OBJETIVO: No trecho sobre as condições de trabalho da Polícia Civil de Mato Grosso do Sul, para onde o presidente do Sinpol-MS pede que o Cepol e as delegacias especializadas sejam transferidos?

++++ TRECHO FORNECIDO ++++

A morte de um policial civil em Campo Grande na última semana, durante uma investigação, mobilizou os seus colegas e serviu para que viessem à tona reivindicações da classe, em especial sobre salários e as condições de trabalho. Presidente do Sinpol-MS (Sindicato dos Policiais Civis de Mato Grosso do Sul), Alexandre Barbosa da Silva relata que os problemas se estendem até às sedes de boa parte das delegacias. Em Itaquiraí (406 km de Campo Grande), ele relatou problemas com as fossas no entorno do prédio. “A delegacia é tipo um queijo suíço, rodeado por fossas. À medida que vão enchendo vão construindo outra”, narrou, reclamando de problemas que incluem o mau cheiro para quem ocupa as dependências da delegacia. Na Capital, ele reforça cobranças para que o Cepol (Centro Especializado de Polícia Civil) e as delegacias especializadas sejam transferidas para o antigo fórum, no Centro. Situações como a sobrecarga de trabalho, questões psicológicas e até mesmo uma “cota de balas” são citadas pelo presidente do Sinpol-MS em entrevista a O Estado, que contrastam com a posição da Polícia Civil sul-mato-grossense em relação a comparações com as corporações dos demais Estados, sempre citada entre as dez melhores. Com o quadro, Barbosa afirma que tudo o que os policiais pedem é reconhecimento, “já que desempenhamos nosso papel com estrutura defasada, salário precário, um dos piores do país. E mesmo assim, os policiais trabalham, porque gostam do que fazem”.

++++ DADOS DO CONJUNTO ++++

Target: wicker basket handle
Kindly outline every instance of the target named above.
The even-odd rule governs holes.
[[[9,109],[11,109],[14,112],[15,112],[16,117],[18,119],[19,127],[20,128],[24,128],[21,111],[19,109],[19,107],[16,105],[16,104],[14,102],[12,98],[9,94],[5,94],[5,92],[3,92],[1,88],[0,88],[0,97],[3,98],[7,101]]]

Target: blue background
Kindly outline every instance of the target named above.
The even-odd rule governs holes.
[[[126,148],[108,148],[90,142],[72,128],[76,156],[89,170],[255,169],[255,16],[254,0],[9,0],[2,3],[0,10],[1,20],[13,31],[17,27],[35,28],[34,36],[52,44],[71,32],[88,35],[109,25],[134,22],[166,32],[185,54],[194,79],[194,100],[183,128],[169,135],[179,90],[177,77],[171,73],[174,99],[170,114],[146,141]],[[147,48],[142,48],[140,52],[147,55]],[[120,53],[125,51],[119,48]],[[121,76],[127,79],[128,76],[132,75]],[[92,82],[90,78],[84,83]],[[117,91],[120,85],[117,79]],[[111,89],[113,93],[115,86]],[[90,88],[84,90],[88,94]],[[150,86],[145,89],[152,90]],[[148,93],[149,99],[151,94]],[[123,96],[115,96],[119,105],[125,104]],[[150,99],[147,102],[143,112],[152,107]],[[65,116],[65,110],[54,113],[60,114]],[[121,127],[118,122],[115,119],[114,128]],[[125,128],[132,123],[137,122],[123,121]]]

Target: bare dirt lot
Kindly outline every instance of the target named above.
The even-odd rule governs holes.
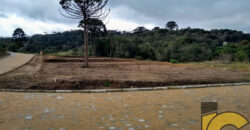
[[[250,71],[134,59],[35,56],[0,76],[1,89],[101,89],[250,81]]]

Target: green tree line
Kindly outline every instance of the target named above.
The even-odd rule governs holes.
[[[173,24],[172,24],[173,25]],[[102,57],[137,58],[157,61],[207,61],[235,60],[249,61],[250,34],[228,29],[211,31],[185,28],[169,29],[155,27],[148,30],[138,27],[133,32],[107,31],[107,35],[89,42],[89,54]],[[71,50],[72,55],[84,55],[82,52],[83,32],[66,31],[46,35],[34,35],[28,38],[27,45],[21,51],[55,53]],[[92,49],[94,42],[95,49]],[[11,38],[1,38],[0,46],[18,51],[20,48]],[[94,52],[93,52],[94,50]],[[20,51],[20,49],[19,49]]]

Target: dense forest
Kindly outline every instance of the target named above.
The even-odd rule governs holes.
[[[241,31],[138,27],[133,32],[109,30],[106,33],[90,39],[90,55],[170,62],[250,59],[250,34]],[[84,55],[82,35],[81,30],[34,35],[23,45],[16,44],[13,38],[0,38],[0,50]]]

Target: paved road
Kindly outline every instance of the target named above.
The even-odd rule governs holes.
[[[147,92],[0,93],[2,130],[200,130],[202,101],[250,119],[250,86]],[[249,130],[250,125],[242,130]]]
[[[27,63],[34,55],[9,52],[10,55],[0,59],[0,75]]]

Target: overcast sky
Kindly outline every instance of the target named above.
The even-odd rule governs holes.
[[[77,29],[78,21],[59,13],[59,0],[1,0],[0,37],[17,27],[28,35]],[[180,28],[234,29],[250,32],[250,0],[109,0],[108,29],[152,29],[176,21]]]

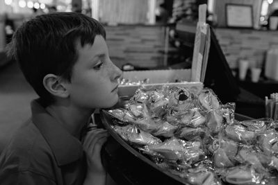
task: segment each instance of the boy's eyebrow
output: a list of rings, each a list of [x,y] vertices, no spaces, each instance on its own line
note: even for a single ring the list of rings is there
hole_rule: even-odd
[[[99,54],[95,55],[92,59],[95,59],[96,58],[102,58],[104,56],[105,56],[105,53],[99,53]]]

++++

EXERCÍCIO RESOLVIDO: Para o antigo fórum, no Centro da Capital.